American pastor and broadcaster (1957–2025)

Thaddeus Augustus Matthews (April 1, 1957 – February 24, 2025), also known as "The Cussing Pastor", was an American pastor and broadcaster who gained popularity for using profanity in his preaching.

== Career ==
Born April 1, 1957 in Memphis, Tennessee, Matthews gained popularity in December 2017 after a Facebook livestream where he went on a vulgar rant on cursing in religion. In 2018, he was featured in an episode of Tosh.0. An Instagram video of his, titled "I Don't Give a Shit Saturday", was sampled for the song "Situations" on the album Bandana by Freddie Gibbs & Madlib.

== Controversy ==
In 2016, Matthews was accused by a woman of harassing her, to which he responded by saying she was lying. That same year, he was arrested for harassment after he posted nude photos of himself to a blog.

#####

> _LIST OF TASKS_:
• A. Extract the passage of the biography of Thaddeus Matthews from "American pastor and broadcaster (1957–2025)" up to and including "in his preaching.".
• B. Continue the biography of Thaddeus Matthews from the point where it stops.

#####

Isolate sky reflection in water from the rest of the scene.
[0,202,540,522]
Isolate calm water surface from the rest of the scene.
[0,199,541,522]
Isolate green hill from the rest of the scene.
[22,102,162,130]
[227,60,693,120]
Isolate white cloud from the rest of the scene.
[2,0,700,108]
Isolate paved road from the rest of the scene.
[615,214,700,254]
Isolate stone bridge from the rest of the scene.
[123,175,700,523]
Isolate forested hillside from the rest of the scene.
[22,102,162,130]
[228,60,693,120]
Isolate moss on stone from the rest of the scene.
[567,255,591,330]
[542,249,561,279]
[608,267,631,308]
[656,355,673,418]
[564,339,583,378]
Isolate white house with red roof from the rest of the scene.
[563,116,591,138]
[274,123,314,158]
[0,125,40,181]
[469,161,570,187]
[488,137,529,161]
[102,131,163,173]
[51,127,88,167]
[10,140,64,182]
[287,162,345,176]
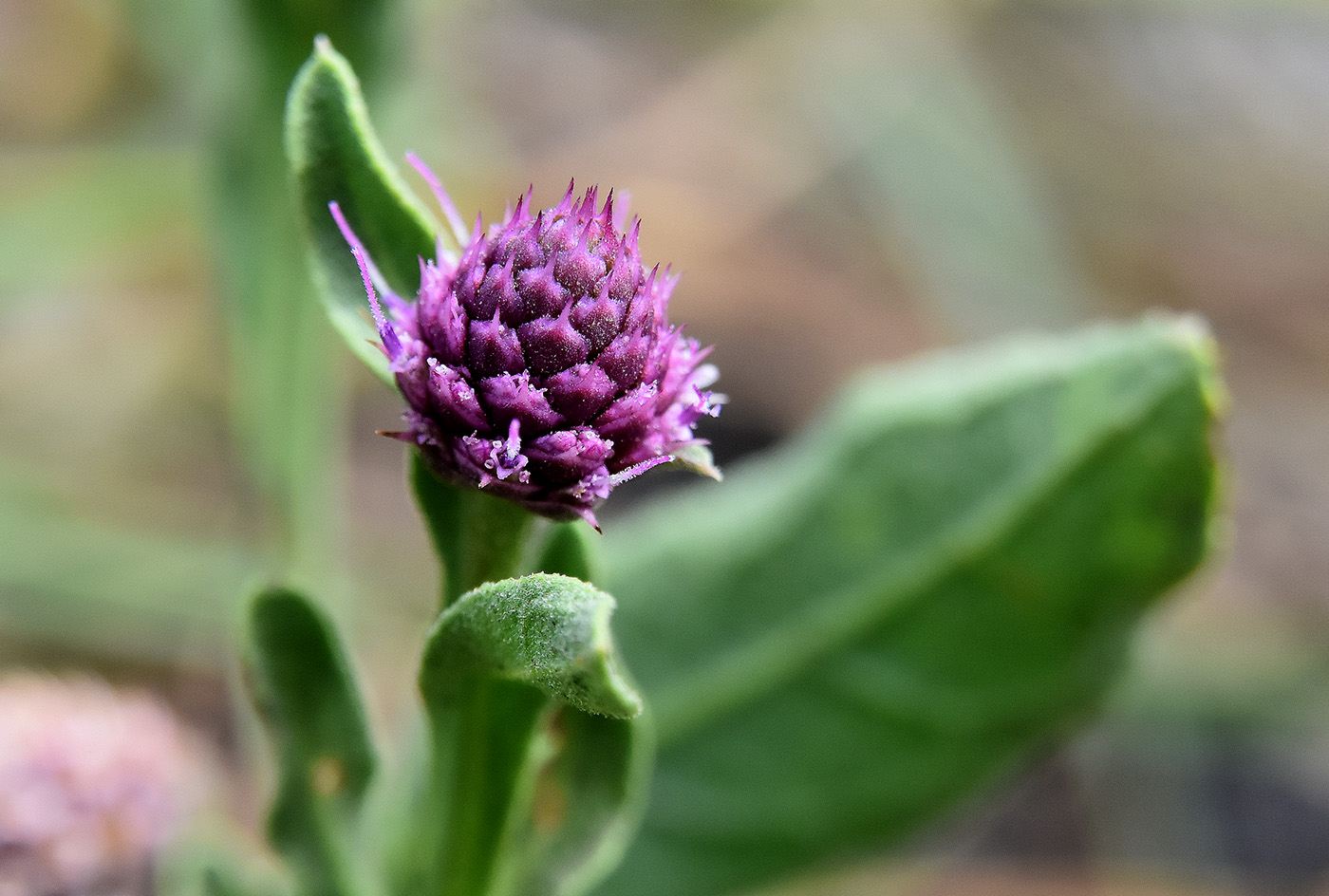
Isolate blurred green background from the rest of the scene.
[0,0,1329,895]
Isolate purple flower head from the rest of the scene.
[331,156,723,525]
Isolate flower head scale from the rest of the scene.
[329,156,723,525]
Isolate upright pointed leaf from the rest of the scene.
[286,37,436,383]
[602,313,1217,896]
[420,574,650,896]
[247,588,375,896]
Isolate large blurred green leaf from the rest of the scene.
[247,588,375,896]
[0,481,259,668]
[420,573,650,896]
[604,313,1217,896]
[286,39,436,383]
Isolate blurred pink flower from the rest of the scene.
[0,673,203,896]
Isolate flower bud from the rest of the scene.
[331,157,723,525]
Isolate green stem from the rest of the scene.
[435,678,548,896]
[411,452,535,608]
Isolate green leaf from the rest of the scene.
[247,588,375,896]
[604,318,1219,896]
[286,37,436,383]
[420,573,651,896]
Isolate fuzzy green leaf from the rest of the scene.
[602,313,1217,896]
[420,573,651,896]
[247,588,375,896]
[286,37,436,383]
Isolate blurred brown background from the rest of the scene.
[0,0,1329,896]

#####

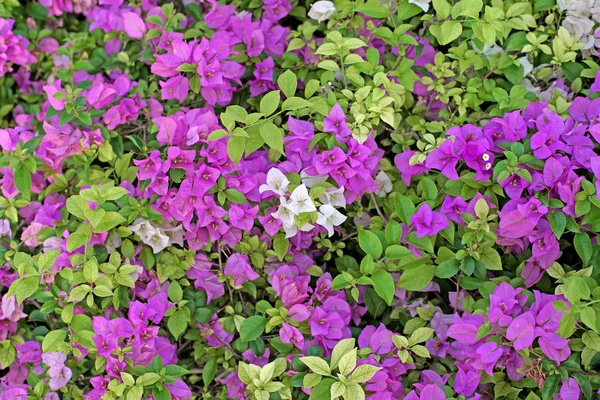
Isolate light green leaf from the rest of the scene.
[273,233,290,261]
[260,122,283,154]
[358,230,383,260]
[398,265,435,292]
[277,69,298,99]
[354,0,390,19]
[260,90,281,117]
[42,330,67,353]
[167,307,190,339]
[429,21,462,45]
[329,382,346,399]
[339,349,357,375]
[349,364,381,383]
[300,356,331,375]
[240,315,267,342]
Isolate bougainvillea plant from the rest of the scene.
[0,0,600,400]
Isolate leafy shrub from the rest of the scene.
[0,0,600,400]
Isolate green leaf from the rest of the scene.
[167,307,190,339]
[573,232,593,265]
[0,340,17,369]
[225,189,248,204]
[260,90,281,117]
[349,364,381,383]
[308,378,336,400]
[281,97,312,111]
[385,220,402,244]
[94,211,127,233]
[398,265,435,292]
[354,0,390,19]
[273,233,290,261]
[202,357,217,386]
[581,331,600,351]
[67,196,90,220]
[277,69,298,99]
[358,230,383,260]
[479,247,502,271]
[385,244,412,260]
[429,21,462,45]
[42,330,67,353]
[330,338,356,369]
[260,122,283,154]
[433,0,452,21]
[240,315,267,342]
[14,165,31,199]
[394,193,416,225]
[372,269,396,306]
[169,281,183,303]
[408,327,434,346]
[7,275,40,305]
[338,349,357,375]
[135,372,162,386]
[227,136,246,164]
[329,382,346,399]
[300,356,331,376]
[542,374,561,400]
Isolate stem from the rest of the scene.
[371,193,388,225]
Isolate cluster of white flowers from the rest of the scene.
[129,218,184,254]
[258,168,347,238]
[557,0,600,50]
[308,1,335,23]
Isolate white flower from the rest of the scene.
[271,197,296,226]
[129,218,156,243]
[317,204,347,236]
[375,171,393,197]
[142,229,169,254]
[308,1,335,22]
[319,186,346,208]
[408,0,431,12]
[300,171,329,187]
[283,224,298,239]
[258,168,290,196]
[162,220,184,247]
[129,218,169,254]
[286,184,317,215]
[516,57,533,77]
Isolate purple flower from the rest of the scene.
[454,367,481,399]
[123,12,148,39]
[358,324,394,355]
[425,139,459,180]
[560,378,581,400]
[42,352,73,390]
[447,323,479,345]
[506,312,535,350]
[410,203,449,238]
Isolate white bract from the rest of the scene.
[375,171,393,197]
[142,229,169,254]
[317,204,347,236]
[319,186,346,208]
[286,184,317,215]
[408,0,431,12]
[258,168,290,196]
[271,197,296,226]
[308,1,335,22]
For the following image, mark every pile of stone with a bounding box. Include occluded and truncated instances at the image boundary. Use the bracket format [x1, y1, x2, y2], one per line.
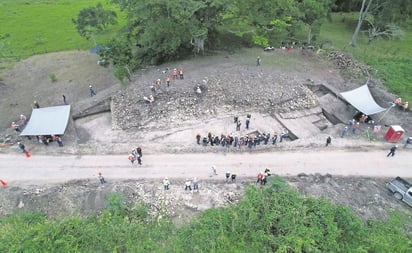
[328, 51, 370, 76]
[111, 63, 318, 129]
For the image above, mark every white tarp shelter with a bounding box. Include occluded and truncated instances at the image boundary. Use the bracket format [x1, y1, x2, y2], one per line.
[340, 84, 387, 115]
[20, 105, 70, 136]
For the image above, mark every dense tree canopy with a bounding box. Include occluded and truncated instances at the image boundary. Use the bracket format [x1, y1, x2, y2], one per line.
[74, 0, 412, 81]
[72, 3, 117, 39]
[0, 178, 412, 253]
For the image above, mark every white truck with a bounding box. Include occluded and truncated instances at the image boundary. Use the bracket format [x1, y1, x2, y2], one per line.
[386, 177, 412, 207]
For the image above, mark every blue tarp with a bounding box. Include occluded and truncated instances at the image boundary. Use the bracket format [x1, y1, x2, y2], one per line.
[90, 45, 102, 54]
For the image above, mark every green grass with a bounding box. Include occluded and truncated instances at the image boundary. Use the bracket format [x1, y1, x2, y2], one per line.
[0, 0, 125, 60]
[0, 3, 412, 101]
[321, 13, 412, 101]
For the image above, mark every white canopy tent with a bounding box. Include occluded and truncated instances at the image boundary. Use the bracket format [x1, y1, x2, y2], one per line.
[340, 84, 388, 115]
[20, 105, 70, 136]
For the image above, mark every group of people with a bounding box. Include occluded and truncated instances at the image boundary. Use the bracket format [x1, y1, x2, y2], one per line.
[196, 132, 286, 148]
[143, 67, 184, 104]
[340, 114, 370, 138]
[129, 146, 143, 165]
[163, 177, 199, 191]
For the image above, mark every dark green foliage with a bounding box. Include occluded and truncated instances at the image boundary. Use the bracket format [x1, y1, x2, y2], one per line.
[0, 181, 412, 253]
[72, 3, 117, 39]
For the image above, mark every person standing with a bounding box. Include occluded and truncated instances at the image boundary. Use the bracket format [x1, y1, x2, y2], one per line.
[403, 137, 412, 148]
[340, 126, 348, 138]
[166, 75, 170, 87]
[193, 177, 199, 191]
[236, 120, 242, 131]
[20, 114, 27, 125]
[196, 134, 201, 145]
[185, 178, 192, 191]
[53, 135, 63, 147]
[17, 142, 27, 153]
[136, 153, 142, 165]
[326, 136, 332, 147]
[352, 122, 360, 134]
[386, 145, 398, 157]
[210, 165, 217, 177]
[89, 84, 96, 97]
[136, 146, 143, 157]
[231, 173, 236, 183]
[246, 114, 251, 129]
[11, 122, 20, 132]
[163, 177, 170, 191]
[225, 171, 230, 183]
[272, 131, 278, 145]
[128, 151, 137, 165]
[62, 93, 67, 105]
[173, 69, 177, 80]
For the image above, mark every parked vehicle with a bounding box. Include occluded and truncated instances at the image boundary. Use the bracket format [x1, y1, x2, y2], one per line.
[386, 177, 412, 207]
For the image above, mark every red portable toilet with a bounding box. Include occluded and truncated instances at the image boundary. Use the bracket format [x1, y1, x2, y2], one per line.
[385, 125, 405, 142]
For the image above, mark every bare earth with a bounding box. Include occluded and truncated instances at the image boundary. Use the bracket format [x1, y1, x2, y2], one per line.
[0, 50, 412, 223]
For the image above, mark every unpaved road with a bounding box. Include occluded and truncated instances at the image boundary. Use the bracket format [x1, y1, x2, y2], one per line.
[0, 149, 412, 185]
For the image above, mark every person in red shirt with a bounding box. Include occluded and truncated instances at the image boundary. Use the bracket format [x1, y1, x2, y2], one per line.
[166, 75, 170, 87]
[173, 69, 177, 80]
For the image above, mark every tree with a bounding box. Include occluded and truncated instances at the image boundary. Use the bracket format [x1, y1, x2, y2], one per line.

#####

> _RESULTS FOR THE EXERCISE_:
• A.
American pastor and broadcaster (1957–2025)

Thaddeus Augustus Matthews (April 1, 1957 – February 24, 2025), also known as "The Cussing Pastor", was an American pastor and broadcaster who gained popularity for using profanity in his preaching.

• B.
In 2019, Matthews received criticism after holding a twerking contest at his church. That same year, he got into an argument with singer and television personality K. Michelle. He also made homophobic remarks towards Davin Clemons, an LGBTQ police officer who ran for Memphis City Council.

In 2022, Matthews turned himself into the Memphis Police Department after using social media for sexual harassment, a violation of a restraining order placed by an ex-girlfriend.

==Death==
Matthews died on February 24, 2025, aged 67, from congestive heart failure.